### Task prompt
Translate the sentence "The Tenax was a high wing braced monoplane with a two spar wing." from the Teichfuss Tenax text below into French.

General information
- Type: High performance glider
- National origin: Italy
- Manufacturer: Luigi Teichfuss
- Designer: Luigi Teichfuss
- Number built: 1

History
- First flight: 1926

= Teichfuss Tenax =

The Teichfuss Tenax was an Italian, one-off, single seat glider, designed and built by Luigi Treichfuss in 1926 and influenced by German developments.

==Design and development==
Luigi Teichfuss took part in the First International Gliding Competition, held on Monte Sisemol near Asiago in October 1924, with a glider of his own design, the poorly documented Condor. At the competition he saw several German gliders, including the 1922 Geheimrat, the 1923
Konsul and the Moritz and these influenced the 1926 Tenax, his next design.

The Tenax was a high wing braced monoplane with a two spar wing. Initially it had two bracing struts on each side but later just one, joining the lower fuselage to the wing at about one quarter span. The central third of the wing was rectangular in plan apart from a shallow cut-out in the trailing edge; the outboard panels were straight tapered to straight wing tips. At 12.25 its aspect ratio was between that of the Geheimrat (9.9) and the Konsul (15.8). The wing was largely fabric covered.

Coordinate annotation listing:
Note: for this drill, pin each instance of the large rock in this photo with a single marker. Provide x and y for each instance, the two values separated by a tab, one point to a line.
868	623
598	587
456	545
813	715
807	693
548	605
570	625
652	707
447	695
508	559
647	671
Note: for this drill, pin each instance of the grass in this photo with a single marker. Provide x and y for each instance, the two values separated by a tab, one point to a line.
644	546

### Complete response
Le Tenax était un monoplan haubané à aile haute, doté d'une aile à deux longerons.